>> START Given records

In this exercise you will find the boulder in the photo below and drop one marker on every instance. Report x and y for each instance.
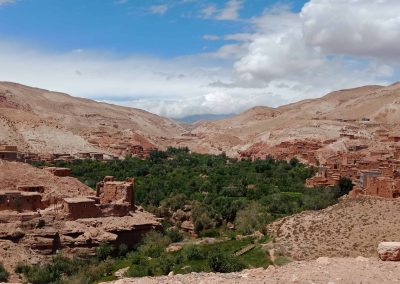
(389, 251)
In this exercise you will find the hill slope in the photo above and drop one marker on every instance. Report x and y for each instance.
(42, 121)
(363, 109)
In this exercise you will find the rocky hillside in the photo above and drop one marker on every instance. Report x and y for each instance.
(361, 110)
(352, 227)
(41, 121)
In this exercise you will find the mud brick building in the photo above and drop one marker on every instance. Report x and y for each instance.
(113, 198)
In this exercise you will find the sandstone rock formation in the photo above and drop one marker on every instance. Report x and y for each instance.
(354, 227)
(52, 227)
(41, 121)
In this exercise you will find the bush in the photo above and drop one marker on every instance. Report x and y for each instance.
(139, 271)
(192, 253)
(104, 250)
(250, 219)
(222, 262)
(153, 244)
(3, 273)
(122, 249)
(210, 233)
(175, 235)
(345, 186)
(41, 223)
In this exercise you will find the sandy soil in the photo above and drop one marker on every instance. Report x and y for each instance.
(351, 228)
(323, 270)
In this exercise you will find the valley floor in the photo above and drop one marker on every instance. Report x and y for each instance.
(322, 270)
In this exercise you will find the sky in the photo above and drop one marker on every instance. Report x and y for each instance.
(190, 57)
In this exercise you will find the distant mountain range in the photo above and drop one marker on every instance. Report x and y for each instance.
(42, 121)
(204, 117)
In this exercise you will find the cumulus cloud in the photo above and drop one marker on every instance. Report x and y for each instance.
(286, 57)
(230, 11)
(282, 48)
(357, 27)
(159, 9)
(208, 11)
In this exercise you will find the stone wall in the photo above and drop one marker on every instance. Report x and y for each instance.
(20, 201)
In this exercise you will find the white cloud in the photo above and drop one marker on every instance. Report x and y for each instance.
(359, 28)
(287, 57)
(230, 11)
(211, 37)
(281, 49)
(208, 11)
(159, 9)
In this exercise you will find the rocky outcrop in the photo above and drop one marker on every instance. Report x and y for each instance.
(389, 251)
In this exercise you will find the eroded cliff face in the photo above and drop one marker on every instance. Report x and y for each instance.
(40, 121)
(36, 233)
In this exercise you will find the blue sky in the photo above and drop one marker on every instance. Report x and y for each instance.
(176, 28)
(186, 57)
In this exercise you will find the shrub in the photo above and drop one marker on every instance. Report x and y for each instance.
(345, 186)
(123, 249)
(222, 262)
(104, 250)
(41, 223)
(153, 244)
(192, 253)
(250, 218)
(139, 271)
(3, 273)
(175, 234)
(210, 233)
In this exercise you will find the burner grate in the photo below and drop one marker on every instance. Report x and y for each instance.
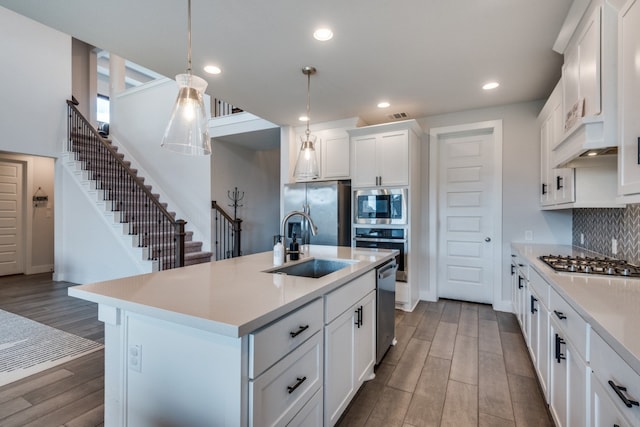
(591, 265)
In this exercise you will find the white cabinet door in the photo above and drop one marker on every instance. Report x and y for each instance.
(558, 377)
(365, 172)
(381, 159)
(392, 156)
(581, 71)
(570, 394)
(629, 101)
(365, 339)
(339, 380)
(335, 156)
(546, 195)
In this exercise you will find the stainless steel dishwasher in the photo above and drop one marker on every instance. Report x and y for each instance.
(385, 306)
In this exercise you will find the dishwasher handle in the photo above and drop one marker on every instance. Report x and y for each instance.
(387, 270)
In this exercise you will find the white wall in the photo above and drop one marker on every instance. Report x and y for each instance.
(33, 119)
(35, 81)
(521, 181)
(88, 247)
(257, 174)
(139, 117)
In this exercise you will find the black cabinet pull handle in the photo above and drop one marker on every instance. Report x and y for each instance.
(300, 330)
(358, 321)
(619, 391)
(560, 314)
(559, 354)
(292, 388)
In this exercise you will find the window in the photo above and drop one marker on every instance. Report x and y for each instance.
(102, 107)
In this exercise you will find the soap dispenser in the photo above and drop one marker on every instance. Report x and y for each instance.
(278, 252)
(294, 249)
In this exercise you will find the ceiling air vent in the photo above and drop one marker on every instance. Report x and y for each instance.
(397, 116)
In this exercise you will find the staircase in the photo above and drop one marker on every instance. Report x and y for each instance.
(162, 238)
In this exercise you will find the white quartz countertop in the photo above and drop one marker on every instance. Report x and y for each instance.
(610, 305)
(231, 297)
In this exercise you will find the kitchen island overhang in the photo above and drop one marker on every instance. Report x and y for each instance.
(188, 329)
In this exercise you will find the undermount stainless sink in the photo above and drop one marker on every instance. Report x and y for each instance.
(314, 268)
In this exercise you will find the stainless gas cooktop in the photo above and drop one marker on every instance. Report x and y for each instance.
(591, 265)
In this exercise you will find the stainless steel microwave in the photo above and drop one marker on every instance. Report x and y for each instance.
(380, 206)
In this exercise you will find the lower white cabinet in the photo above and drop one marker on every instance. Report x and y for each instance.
(349, 344)
(538, 342)
(569, 381)
(616, 389)
(604, 412)
(278, 394)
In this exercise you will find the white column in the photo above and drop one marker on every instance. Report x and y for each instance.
(117, 74)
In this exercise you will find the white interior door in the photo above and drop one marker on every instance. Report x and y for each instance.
(11, 256)
(468, 189)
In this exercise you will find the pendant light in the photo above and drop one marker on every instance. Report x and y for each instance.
(307, 163)
(188, 130)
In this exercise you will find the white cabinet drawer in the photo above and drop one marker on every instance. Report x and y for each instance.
(346, 296)
(573, 325)
(608, 366)
(277, 395)
(273, 342)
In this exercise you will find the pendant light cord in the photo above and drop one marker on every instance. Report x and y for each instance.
(189, 37)
(307, 132)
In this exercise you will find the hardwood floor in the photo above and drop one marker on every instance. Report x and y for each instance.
(71, 394)
(455, 364)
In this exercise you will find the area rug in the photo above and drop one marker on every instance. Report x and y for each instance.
(28, 347)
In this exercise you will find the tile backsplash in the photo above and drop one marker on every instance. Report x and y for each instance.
(600, 226)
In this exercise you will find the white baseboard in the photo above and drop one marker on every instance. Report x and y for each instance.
(37, 269)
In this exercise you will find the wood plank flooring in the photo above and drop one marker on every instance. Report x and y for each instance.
(71, 394)
(455, 364)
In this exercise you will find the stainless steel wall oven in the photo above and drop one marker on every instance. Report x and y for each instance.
(385, 238)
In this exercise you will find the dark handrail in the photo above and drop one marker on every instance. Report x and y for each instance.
(160, 214)
(222, 237)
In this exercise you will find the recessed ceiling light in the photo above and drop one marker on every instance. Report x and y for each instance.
(323, 34)
(212, 69)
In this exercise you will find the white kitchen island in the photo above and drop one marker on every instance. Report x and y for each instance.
(226, 343)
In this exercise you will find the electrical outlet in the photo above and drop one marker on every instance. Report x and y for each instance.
(135, 358)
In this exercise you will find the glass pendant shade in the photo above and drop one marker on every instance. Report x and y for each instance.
(188, 128)
(307, 163)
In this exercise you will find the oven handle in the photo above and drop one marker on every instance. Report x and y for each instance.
(369, 239)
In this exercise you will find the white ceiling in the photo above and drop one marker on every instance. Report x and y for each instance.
(424, 56)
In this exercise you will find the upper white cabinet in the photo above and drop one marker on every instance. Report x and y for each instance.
(381, 160)
(589, 76)
(629, 99)
(381, 154)
(556, 184)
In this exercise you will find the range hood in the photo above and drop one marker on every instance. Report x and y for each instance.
(589, 137)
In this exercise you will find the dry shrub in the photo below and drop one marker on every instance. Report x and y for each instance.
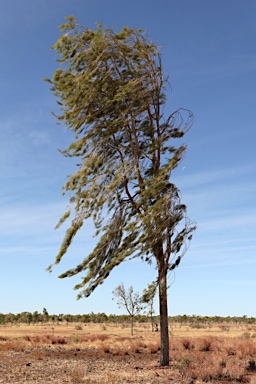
(153, 347)
(38, 355)
(27, 338)
(246, 349)
(105, 348)
(76, 376)
(207, 344)
(187, 344)
(122, 338)
(98, 337)
(92, 338)
(58, 340)
(14, 345)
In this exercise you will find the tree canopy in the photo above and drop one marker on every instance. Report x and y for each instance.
(111, 89)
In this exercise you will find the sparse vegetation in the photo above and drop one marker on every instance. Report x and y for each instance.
(33, 354)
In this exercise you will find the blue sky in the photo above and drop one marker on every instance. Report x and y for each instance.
(209, 53)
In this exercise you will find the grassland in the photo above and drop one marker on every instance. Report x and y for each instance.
(106, 353)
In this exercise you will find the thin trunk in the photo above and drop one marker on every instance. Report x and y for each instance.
(164, 335)
(132, 326)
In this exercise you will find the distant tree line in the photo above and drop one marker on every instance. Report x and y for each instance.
(44, 317)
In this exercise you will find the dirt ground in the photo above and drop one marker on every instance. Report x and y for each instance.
(108, 354)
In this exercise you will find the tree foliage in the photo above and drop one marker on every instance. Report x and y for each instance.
(148, 297)
(111, 89)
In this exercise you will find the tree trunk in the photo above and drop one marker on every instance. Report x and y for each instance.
(132, 326)
(164, 335)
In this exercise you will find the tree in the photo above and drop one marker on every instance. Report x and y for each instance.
(130, 300)
(148, 297)
(111, 90)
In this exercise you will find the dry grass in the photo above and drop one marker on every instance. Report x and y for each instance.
(108, 354)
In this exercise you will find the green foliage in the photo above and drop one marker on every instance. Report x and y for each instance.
(111, 90)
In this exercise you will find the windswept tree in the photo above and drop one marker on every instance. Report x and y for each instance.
(129, 300)
(111, 89)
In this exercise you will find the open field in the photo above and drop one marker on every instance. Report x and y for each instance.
(106, 353)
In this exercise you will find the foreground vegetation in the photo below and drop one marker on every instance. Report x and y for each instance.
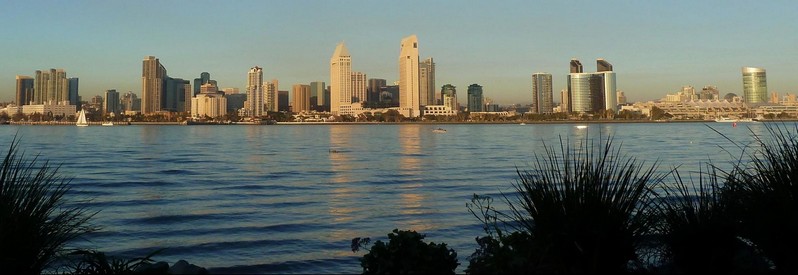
(592, 209)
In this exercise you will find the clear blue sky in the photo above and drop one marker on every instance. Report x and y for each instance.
(655, 46)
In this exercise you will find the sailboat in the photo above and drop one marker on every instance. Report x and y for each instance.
(82, 119)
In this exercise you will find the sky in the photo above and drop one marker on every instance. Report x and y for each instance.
(655, 47)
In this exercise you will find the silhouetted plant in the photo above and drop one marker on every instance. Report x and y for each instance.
(583, 209)
(762, 194)
(697, 231)
(35, 222)
(93, 262)
(406, 253)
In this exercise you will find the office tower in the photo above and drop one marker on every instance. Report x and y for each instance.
(449, 97)
(112, 102)
(317, 95)
(576, 66)
(475, 98)
(176, 92)
(603, 66)
(50, 87)
(131, 102)
(375, 84)
(426, 78)
(74, 96)
(409, 104)
(152, 85)
(282, 101)
(359, 87)
(204, 78)
(24, 92)
(301, 102)
(542, 94)
(755, 86)
(591, 92)
(270, 95)
(340, 81)
(621, 98)
(255, 92)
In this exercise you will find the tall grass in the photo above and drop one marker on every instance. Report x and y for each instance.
(583, 209)
(35, 222)
(763, 195)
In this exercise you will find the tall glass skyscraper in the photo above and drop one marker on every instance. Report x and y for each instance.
(755, 86)
(542, 94)
(475, 98)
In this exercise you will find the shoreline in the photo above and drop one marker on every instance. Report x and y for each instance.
(97, 123)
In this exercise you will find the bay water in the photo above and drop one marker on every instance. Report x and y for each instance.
(289, 198)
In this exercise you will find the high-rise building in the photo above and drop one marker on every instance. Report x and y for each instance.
(282, 101)
(409, 104)
(24, 93)
(152, 85)
(576, 66)
(591, 92)
(341, 81)
(301, 102)
(426, 78)
(51, 87)
(270, 95)
(131, 102)
(542, 94)
(359, 87)
(755, 86)
(475, 98)
(375, 84)
(255, 92)
(317, 95)
(449, 97)
(112, 102)
(74, 97)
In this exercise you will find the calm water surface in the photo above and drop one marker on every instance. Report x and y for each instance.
(289, 199)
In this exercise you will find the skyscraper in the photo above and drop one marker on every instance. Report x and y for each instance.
(374, 89)
(254, 104)
(591, 92)
(341, 81)
(152, 85)
(359, 87)
(542, 93)
(475, 98)
(24, 92)
(301, 102)
(317, 91)
(409, 104)
(112, 102)
(755, 86)
(426, 78)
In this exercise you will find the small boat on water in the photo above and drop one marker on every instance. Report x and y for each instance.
(82, 122)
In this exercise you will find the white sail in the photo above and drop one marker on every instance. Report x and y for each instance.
(82, 119)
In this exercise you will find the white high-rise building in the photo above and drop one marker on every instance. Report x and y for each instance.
(359, 87)
(254, 103)
(341, 81)
(409, 104)
(426, 78)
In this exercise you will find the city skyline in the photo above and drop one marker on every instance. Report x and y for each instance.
(656, 47)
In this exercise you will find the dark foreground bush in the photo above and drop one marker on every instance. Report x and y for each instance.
(763, 195)
(579, 210)
(35, 222)
(406, 253)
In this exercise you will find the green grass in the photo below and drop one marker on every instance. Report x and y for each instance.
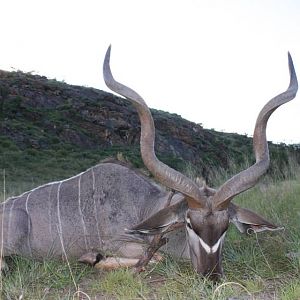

>> END Given records

Omit the pictures and write out the lines above from the one with "In this exercise you will find the shoreline" through the last, unchanged.

_Result_
In this exercise you will find the shoreline in the photo above and drop one marker on every instance. Report x and y for each instance.
(97, 123)
In this exercise you will find the bay water in the photo above and drop one marker on every instance. Report x and y for each instance.
(289, 198)
In this exercise you will find the high-rise building in the photo above and drop one marker on every instance. Report x and y for each instance.
(282, 101)
(409, 104)
(24, 93)
(152, 85)
(576, 66)
(591, 92)
(341, 81)
(301, 102)
(426, 78)
(51, 87)
(270, 95)
(131, 102)
(542, 94)
(359, 87)
(755, 86)
(475, 98)
(375, 84)
(255, 92)
(317, 95)
(449, 97)
(112, 102)
(74, 97)
In this exercise you will find the calm water surface in the photo above and drop one marker on every instance. Report x and y for each instance.
(289, 199)
In this exercise you will find the skyscraper in the photo above and drop one marker on every instance. Report x and y for each instance.
(374, 89)
(254, 104)
(591, 92)
(341, 81)
(152, 85)
(359, 87)
(542, 93)
(475, 98)
(24, 92)
(301, 102)
(317, 91)
(409, 104)
(112, 102)
(755, 86)
(426, 78)
In this exercise you will find the small boat on water in the photo above and drop one marker on every instance. Report x and y for each instance.
(82, 122)
In this exercise you will find the white sail in the photo above and drop one marker on every instance. Report x and y for each instance.
(82, 119)
In this exercise you will find the white high-rise building in the photo above and drop one marker on every instance. Report x and y for each instance.
(359, 87)
(254, 103)
(341, 81)
(409, 104)
(426, 78)
In this exercise you will find the city skyline in the photo above and drop one marker on every instance. Report x and y for each instance.
(656, 47)
In this exercise you will find the dark foreground bush in the photo above and drop one marker on every instance. Report x and y for each instance.
(763, 195)
(579, 210)
(35, 222)
(406, 253)
In this exercise you will find the green grass in the photo below and drop one marker on every instance. Report x and y for each instance.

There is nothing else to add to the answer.